TEXT EXTRACT ::
How to Be Sexy—Not Skanky—This Halloween

If you’ve spent Halloween on your college campus before, you know the drill: anything goes… as long as you’re baring as much skin as possible, that is. And, while we like to show a little leg ourselves during this once-a-year, no-outfit-is-too-slutty holiday, we’d like to give you some big-sisterly advice. Read on for our tips on how to look sexy, not skanky, this Halloween:

Be creative: Anyone can order the “Sexy Sailor,” “Sexy Jailer” or “Sexy Exterminator” costume online. (Seriously, there’s a sexy anything out there now). Instead of slutting it up for the sake of doing so, put together a costume (or make one!) that shows off both your hot bod and your creativity. Not to toot our own horns, but two members of our trio, Meagan and Natasha, made flamingo and peacock costumes, respectively, two years ago that were made of little more than bras, tulle and feathers. Sure, they looked mostly naked, but they got many compliments on how cool their costumed looked.

Make it a group thing: If you’re unsure about how sexy you’re ready to be on Halloween, get a few other gals from your floor and decide on a fun group costume so everyone will be wearing relatively the same thing. Superheroes and cartoon characters are always good go-tos, but you can find more creative (and still cute!) options by going as beer or soda cans (think, metallic mini-dresses), troll dolls (who can resist a fun wig?) or the Spice Girls (always a good last resort).

SUPPLIED RECORDS ::

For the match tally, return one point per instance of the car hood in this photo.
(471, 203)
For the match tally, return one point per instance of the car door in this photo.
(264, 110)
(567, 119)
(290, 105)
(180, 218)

GIVEN EXERCISE 1 :: From the Halloween costume tips, write out the passage starting at "Make it a group" and ending at "good last resort).".
GIVEN EXERCISE 2 :: In the Halloween costume tips, why is a group costume with a few other girls from your floor recommended? Explain in one to three sentences.

COMPLETE RESPONSE 1 ::
Make it a group thing: If you’re unsure about how sexy you’re ready to be on Halloween, get a few other gals from your floor and decide on a fun group costume so everyone will be wearing relatively the same thing. Superheroes and cartoon characters are always good go-tos, but you can find more creative (and still cute!) options by going as beer or soda cans (think, metallic mini-dresses), troll dolls (who can resist a fun wig?) or the Spice Girls (always a good last resort).

COMPLETE RESPONSE 2 :: The tip is for anyone who isn't sure how sexy they're ready to be on Halloween. With a group costume, everyone will be wearing relatively the same thing.